(EXERCISE TASK 1):
Retype the rows exactly, starting at the line that contains "Trace smiling open mouth in this frame." and continuing through the final line of the rows.

* begin TEXT SHOWN *

In the bottom of the pressure cooker, sweat the onion and garlic in the olive oil. When the onion is soft, stir in the cumin and continue to fry for a minute or so. (Yummy cumin smells should be forthcoming.) Add the carrot, celery, and sweat for
a few minutes more. Add the lentils and broth, and bring the pressure cooker up to pressure. Cook for 15 minutes. Cool down using the quick release method. Return to heat and add the spinach, stirring until the spinach is just wilted. Taste, and add salt and pepper. (How much salt you want to add will depend on how salty your broth was.)

You can probalby make this without the pressure cooker; just cook the lentils until they’re done, which should be about half an hour . . . not as fast, and definitely not as sexy. :wink:

Get yourself a Southern cookbook, and look up “Greens.”

Spinach, collard, whatever. Cook them up, and scarf them down! I love greens.

That is the coolest! I had no idea, on either count.

How do nettles taste? I grew up with those %#&@! things all over the place, but didn’t know they were useful for anything but pain.

Oh yeah, I was also going to post a recipe I tried recently for Brussels sprouts – I got this one from that famous jailbird, Martha Stewart.

* end TEXT SHOWN *
* begin RECORD SET *

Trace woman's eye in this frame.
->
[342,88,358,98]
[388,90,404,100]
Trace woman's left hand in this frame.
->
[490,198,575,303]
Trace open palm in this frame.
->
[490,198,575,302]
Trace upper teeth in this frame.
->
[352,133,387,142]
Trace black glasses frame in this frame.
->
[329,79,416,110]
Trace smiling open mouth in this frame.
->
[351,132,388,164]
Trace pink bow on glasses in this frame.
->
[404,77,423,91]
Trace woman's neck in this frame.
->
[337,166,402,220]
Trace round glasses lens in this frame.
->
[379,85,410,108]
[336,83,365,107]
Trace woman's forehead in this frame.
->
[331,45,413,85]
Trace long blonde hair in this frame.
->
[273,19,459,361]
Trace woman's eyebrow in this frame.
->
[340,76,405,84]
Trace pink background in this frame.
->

* end RECORD SET *

(EXERCISE TASK 2):
In the recipe text, how long should the lentils cook without a pressure cooker?

(RIGHT ANSWER 1):
Trace smiling open mouth in this frame.
->
[351,132,388,164]
Trace pink bow on glasses in this frame.
->
[404,77,423,91]
Trace woman's neck in this frame.
->
[337,166,402,220]
Trace round glasses lens in this frame.
->
[379,85,410,108]
[336,83,365,107]
Trace woman's forehead in this frame.
->
[331,45,413,85]
Trace long blonde hair in this frame.
->
[273,19,459,361]
Trace woman's eyebrow in this frame.
->
[340,76,405,84]
Trace pink background in this frame.
->

(RIGHT ANSWER 2):
About half an hour.